* **WHAT YOU NEED TO DO**
Please write out every row below word for word, leaving the pictures out.

* **MATERIALS PROVIDED**
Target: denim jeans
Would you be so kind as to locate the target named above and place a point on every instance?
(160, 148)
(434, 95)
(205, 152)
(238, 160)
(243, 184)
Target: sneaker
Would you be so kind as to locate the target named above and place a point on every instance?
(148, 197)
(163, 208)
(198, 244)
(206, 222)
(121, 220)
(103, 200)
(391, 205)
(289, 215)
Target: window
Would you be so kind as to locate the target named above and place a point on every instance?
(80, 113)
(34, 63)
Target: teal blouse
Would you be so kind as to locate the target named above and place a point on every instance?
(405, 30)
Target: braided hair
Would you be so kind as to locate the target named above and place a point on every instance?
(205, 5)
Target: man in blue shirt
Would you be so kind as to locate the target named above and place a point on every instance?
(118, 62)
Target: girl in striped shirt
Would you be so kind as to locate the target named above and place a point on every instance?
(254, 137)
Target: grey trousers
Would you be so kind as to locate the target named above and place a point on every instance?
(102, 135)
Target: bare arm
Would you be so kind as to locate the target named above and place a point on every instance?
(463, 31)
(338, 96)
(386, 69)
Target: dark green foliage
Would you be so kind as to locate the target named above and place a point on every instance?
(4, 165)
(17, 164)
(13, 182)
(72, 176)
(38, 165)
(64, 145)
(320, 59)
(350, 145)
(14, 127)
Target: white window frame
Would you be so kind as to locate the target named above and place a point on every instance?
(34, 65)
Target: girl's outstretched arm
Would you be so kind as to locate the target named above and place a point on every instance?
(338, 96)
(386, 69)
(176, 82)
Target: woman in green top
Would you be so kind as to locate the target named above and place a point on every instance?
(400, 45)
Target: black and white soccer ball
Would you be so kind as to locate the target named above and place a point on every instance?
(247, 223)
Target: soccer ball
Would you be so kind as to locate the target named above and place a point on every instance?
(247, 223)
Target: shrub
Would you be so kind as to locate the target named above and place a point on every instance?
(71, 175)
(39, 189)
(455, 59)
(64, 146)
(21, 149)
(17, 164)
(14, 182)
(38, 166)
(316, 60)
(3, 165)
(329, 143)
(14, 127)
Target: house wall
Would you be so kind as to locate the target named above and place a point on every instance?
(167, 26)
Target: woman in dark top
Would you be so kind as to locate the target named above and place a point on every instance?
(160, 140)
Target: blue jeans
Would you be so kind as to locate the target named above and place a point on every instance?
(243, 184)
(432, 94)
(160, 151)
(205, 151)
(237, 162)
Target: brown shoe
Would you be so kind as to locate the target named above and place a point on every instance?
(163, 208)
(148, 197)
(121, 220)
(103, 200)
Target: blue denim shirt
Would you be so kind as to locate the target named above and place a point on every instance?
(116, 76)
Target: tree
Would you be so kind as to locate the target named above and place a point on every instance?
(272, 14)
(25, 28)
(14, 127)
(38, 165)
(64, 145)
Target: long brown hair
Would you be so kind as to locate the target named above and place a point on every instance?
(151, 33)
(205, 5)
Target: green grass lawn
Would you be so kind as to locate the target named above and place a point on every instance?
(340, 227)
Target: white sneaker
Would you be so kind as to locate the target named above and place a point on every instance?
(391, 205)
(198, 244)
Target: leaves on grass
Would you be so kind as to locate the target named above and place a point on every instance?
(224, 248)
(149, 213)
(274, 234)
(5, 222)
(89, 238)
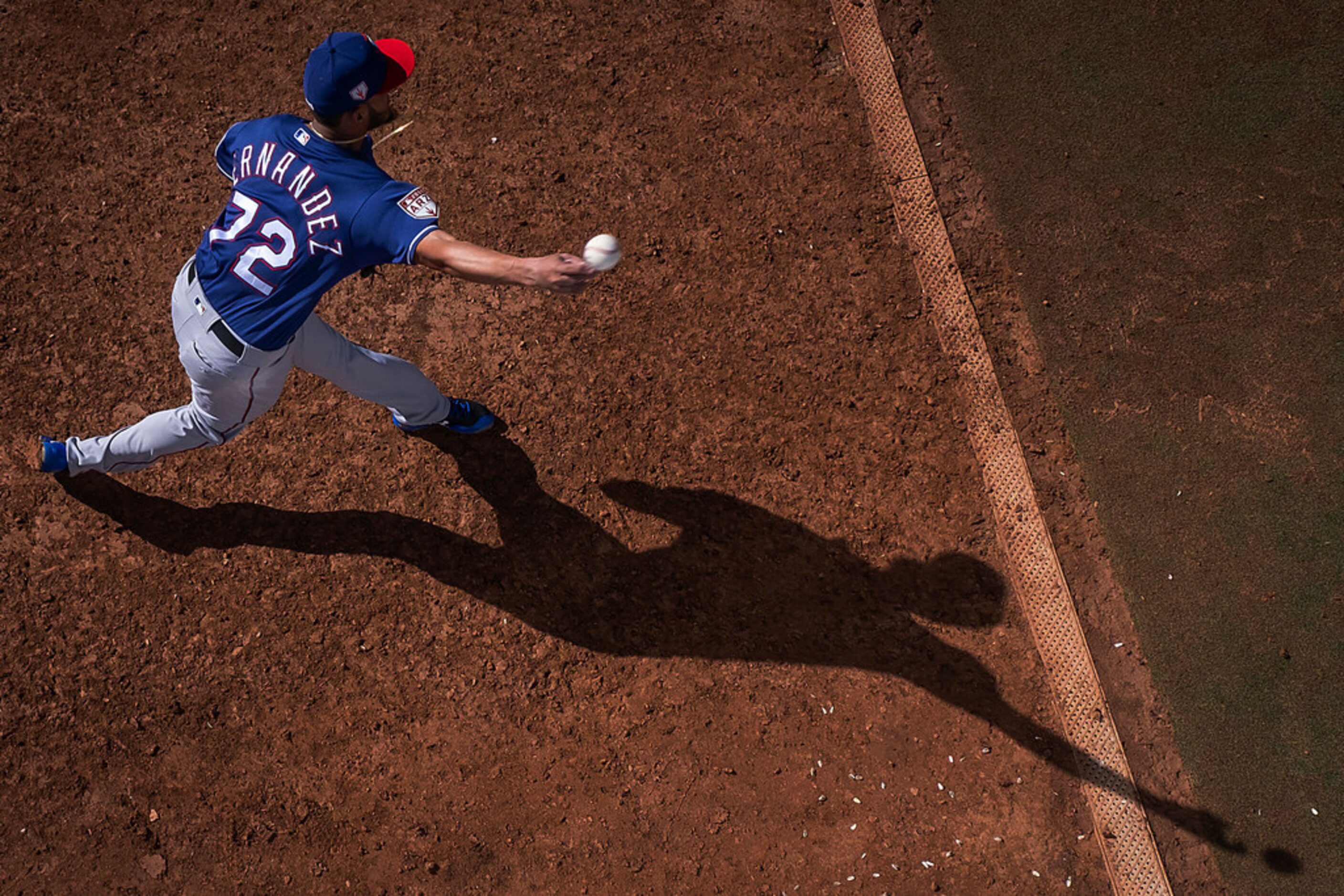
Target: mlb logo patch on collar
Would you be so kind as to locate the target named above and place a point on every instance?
(419, 205)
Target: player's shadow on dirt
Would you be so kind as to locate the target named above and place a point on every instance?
(737, 582)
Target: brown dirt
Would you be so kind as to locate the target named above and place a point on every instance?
(732, 557)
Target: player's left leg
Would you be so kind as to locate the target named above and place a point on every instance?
(385, 379)
(228, 393)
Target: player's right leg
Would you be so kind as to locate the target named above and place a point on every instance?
(385, 379)
(226, 394)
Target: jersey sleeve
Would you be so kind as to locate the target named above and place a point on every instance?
(225, 152)
(394, 221)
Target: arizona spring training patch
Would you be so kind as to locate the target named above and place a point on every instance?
(419, 205)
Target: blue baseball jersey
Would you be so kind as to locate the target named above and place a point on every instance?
(304, 214)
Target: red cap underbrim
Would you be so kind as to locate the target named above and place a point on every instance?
(401, 62)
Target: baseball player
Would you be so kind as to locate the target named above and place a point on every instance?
(308, 208)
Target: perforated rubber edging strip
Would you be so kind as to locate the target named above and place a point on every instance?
(1124, 836)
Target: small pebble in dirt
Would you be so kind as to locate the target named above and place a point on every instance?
(154, 865)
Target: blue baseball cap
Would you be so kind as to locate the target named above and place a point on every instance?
(348, 69)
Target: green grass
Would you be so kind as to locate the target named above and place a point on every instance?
(1205, 147)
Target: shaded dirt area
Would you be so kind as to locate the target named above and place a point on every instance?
(719, 613)
(1168, 187)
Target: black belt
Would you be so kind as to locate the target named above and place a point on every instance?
(218, 328)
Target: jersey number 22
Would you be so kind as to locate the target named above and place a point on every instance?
(265, 251)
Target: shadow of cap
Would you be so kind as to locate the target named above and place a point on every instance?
(952, 589)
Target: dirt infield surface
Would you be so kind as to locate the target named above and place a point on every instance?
(719, 613)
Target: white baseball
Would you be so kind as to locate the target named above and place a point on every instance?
(602, 251)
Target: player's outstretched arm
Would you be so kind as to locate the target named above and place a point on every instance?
(559, 273)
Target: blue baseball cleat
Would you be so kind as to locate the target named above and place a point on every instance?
(464, 417)
(52, 456)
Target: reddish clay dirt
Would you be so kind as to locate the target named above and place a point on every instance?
(721, 612)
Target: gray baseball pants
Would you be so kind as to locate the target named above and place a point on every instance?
(231, 390)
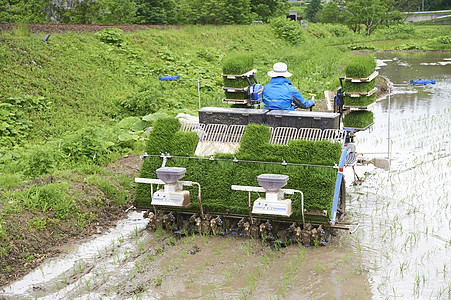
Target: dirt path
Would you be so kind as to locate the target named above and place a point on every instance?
(154, 265)
(34, 236)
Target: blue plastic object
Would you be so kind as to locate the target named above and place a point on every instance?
(338, 185)
(422, 82)
(162, 78)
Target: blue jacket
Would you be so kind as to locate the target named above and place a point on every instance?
(279, 93)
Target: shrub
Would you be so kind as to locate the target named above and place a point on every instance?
(444, 39)
(236, 65)
(338, 30)
(39, 161)
(288, 30)
(410, 46)
(165, 138)
(349, 86)
(360, 67)
(86, 144)
(360, 101)
(113, 36)
(397, 31)
(52, 196)
(361, 47)
(358, 119)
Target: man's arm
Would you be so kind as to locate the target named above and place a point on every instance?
(298, 99)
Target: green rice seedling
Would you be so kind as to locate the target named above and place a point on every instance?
(136, 231)
(212, 288)
(138, 267)
(227, 274)
(158, 281)
(350, 87)
(360, 67)
(359, 101)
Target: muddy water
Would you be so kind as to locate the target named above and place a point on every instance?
(405, 214)
(402, 248)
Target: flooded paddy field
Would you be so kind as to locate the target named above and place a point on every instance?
(405, 214)
(402, 248)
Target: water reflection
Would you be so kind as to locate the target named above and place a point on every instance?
(405, 214)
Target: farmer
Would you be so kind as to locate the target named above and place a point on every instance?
(279, 93)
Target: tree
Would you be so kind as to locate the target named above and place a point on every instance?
(73, 11)
(237, 12)
(22, 11)
(370, 13)
(119, 12)
(266, 9)
(156, 12)
(313, 10)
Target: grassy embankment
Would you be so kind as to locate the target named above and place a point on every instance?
(70, 106)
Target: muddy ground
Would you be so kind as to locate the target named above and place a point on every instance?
(27, 246)
(145, 264)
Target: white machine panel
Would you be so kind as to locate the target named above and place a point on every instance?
(178, 199)
(276, 208)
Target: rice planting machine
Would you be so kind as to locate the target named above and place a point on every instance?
(221, 189)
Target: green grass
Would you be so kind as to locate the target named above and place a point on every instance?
(217, 176)
(349, 86)
(360, 66)
(360, 101)
(358, 119)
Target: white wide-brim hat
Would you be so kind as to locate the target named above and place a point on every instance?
(279, 70)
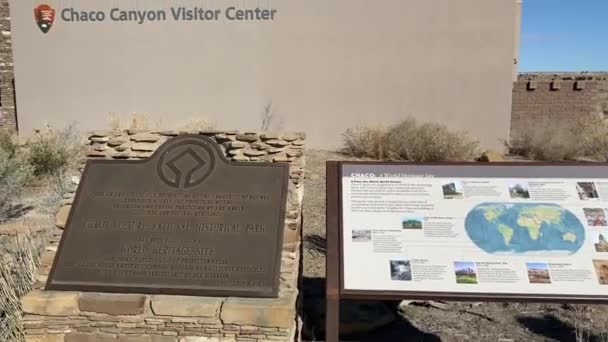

* **CORRECT OUTPUT**
Target: denim jeans
Would you be so kind as to locate the target named above and place a point on every instance?
(160, 148)
(434, 95)
(205, 152)
(238, 160)
(243, 184)
Target: sneaker
Would you be so kind as to locate the target named above and place a point on every instance?
(148, 197)
(163, 208)
(198, 244)
(206, 222)
(121, 220)
(103, 200)
(391, 205)
(289, 215)
Target: window
Would you be so kind as to locate the target named above and place a point on every instance?
(80, 113)
(34, 63)
Target: teal blouse
Would you be so kind as to locate the target named above and place a point on every instance?
(405, 30)
Target: braided hair
Would you be so kind as to locate the target named above and place a point on every instance?
(205, 5)
Target: man in blue shirt
Would you be so kind as to locate the target named above and place a point on every instance?
(118, 62)
Target: girl in striped shirt
Would you be so kind as to locate the target named above and place a point on every instance?
(254, 137)
Target: grey trousers
Would you be so kind as to locate the target named above and place a point on every instance?
(102, 135)
Target: bare arm
Would you be so kind as to locate the target named above and place a point on every instance?
(463, 31)
(338, 96)
(386, 69)
Target: dark green foliage
Would you be so kind as to locate the target named above and place a point on every instance?
(4, 165)
(17, 164)
(13, 182)
(72, 176)
(38, 165)
(64, 145)
(320, 59)
(350, 145)
(14, 127)
Target: white window frame
Would you be so kind as to locate the target named above and place a point on every instance?
(34, 65)
Target: girl's outstretched arm
Would you be so kind as to locate the target named above and place a point on every instance?
(338, 96)
(386, 69)
(176, 82)
Target: woman in green top
Would you be so kind as to locate the target named above and place a point on every instance?
(400, 45)
Target: black and white soccer ball
Would you be so kind as to locate the target named above and place a point on every instance?
(247, 223)
Target: soccer ball
Would you be so kind as to locate the target named above and place a point on every instance?
(247, 223)
Target: shrub
Would you be so kind as to locate the target named above and place a point on every instance?
(71, 175)
(39, 189)
(455, 59)
(64, 146)
(21, 149)
(17, 164)
(14, 182)
(38, 166)
(316, 60)
(3, 165)
(329, 143)
(14, 127)
Target: house wall
Would you be so kind as to locate the target named above and place a point on every instance?
(167, 26)
Target: woman in dark top
Would you be so kind as to locate the target named above and place a point on every instance?
(160, 140)
Target: blue jeans
Would you be so kind as to locate the target named above and place a point on every instance?
(243, 184)
(432, 94)
(160, 151)
(205, 151)
(237, 162)
Target: brown shoe
Would you be so kind as to locate the target named above and place a point on every instance?
(163, 208)
(148, 197)
(121, 220)
(103, 200)
Target: blue denim shirt
Would you be so kind as to locate the target named above and place a point on every instance?
(116, 76)
Target: tree
Would you be so kind as to locate the target named above and place a point on every instance?
(272, 14)
(25, 28)
(14, 127)
(38, 165)
(64, 145)
Target: long brown hair
Would you be so kind as to locate the target named above and place a point on every instance?
(151, 33)
(205, 5)
Target: green grass lawn
Would you be so kind as to locate the target named above and place a point on every instance?
(340, 227)
Target: white sneaker
Would you be so kind as to locate the target named above and place a point on every instance?
(391, 205)
(198, 244)
Target: leaves on grass
Would you be so kind as to locate the target named above and place a point on every instance?
(224, 248)
(149, 213)
(274, 234)
(5, 222)
(89, 238)
Target: mlb logo patch on collar
Would you be so kind as to locate the target named above and place a point on every instance?
(419, 205)
Target: player's shadow on dirt
Would you be so kind as to locate the target named above and place a point on every instance?
(737, 582)
Target: brown dirt
Would you be so kind as to locate the target named above and place a point on every instance?
(732, 557)
Target: player's left leg
Would you be so kind as to locate the target named above and place a point on every instance?
(385, 379)
(228, 393)
Target: player's right leg
Would you be so kind as to locate the target named above and place a point on every instance?
(385, 379)
(226, 394)
Target: jersey sleeve
Would you be so kind as to locate the target named above and place a point on every instance?
(225, 152)
(394, 221)
Target: arizona spring training patch
Would you be so kind as to locate the target named above and place a point on every instance?
(419, 205)
Target: blue baseball jersey
Would you be so kind as to locate the target named above and place a point on every instance?
(304, 214)
Target: red cap underbrim
Would you be so kind as to locate the target named above and place a point on every instance?
(401, 62)
Target: baseball player
Would you be so kind as to locate the target named above and place a point on every instance?
(308, 208)
Target: perforated rubber edging strip
Would you be so kind as to locate the target named above and place a point on every instance?
(1124, 836)
Target: small pebble in dirt
Would you be so kind as to locate the target named above and place a point on every instance?
(154, 865)
Target: blue baseball cap
Would you be so kind as to locate the target named above and place a point on every instance?
(348, 69)
Target: green grass
Would you be so kind as to locate the target named above and place a point on every instance?
(1205, 147)
Target: shaded dirt area
Would you be so kind as to locate the target named above and place a point on every instance?
(719, 613)
(1168, 187)
Target: black belt
Would you be so kind as to locate the target named above and place a point on every instance?
(218, 328)
Target: jersey number 22
Would you be so kind as to locate the target named above and place a point on every instance?
(265, 251)
Target: shadow of cap
Would you be so kind as to locate the target named above and place a point on every instance?
(952, 589)
Target: dirt infield surface
Would you be so kind as to locate the target named above and place a point on every instance?
(719, 613)
Target: white baseball
Would you be so kind as to locate the target named above and place a point on every instance?
(602, 251)
Target: player's outstretched arm
Would you be so kind as to locate the target named above and place a point on every instance?
(559, 273)
Target: blue baseball cleat
Would you be so kind as to locate the target named above and place a point on every instance?
(464, 417)
(52, 456)
Target: reddish clay dirt
Would you be so kind as to locate the target named above and place a point on every instance?
(721, 612)
Target: gray baseball pants
Would you be so kind as to locate the target named above and place a point on every instance?
(231, 390)
Target: dirt path
Would you be so kind as to locate the target named above and place a point on every instance?
(154, 265)
(34, 236)
Target: blue plastic object
Would you be so kind as to locate the target named above and place a point on every instance?
(338, 185)
(422, 82)
(162, 78)
Target: blue jacket
Would you be so kind as to locate the target named above and place a point on every instance?
(279, 93)
Target: shrub
Would you be so kind as to locate the target named above and place a point on every instance?
(444, 39)
(236, 65)
(338, 30)
(39, 161)
(288, 30)
(410, 46)
(165, 138)
(349, 86)
(360, 67)
(86, 144)
(360, 101)
(113, 36)
(397, 31)
(52, 196)
(361, 47)
(358, 119)
Target: man's arm
Would you be so kind as to locate the target named above and place a point on every instance?
(298, 99)
Target: green rice seedling
Would you be so kind as to locate the target named above and place a point on every instance?
(136, 231)
(212, 288)
(138, 267)
(227, 274)
(158, 281)
(350, 87)
(360, 67)
(359, 101)
Target: muddy water
Would you be so kind as to locate the target named above and place a point on every instance?
(405, 214)
(402, 248)
Target: flooded paddy field
Would you be so kind as to locate the target named above and place a point on every instance?
(405, 214)
(402, 248)
Target: water reflection
Would you be so kind as to locate the target named above and place a point on every instance?
(405, 214)
Target: farmer
Would you be so kind as to locate the target named above and place a point on every instance?
(279, 93)
Target: tree
Would you be so kind as to locate the target named above and place a point on every instance?
(73, 11)
(237, 12)
(22, 11)
(370, 13)
(119, 12)
(266, 9)
(156, 12)
(313, 10)
Target: grassy embankment
Would you be so kind as to locate the target named above and place a point on every instance?
(70, 106)
Target: muddy ground
Would you be so kind as to locate the target named above and place a point on every instance?
(27, 246)
(145, 264)
Target: white machine panel
Would you be so kind as to locate the target named above and place a point on every instance?
(178, 199)
(276, 208)
Target: rice planting machine
Would you be so kind as to locate the target named above and place a point on every instance?
(221, 189)
Target: green grass
Would you be so kind as to locate the target named above and place a point on every instance?
(217, 176)
(349, 86)
(360, 66)
(360, 101)
(358, 119)
Target: white wide-brim hat
Would you be so kind as to locate the target named above and place a point on every instance?
(279, 70)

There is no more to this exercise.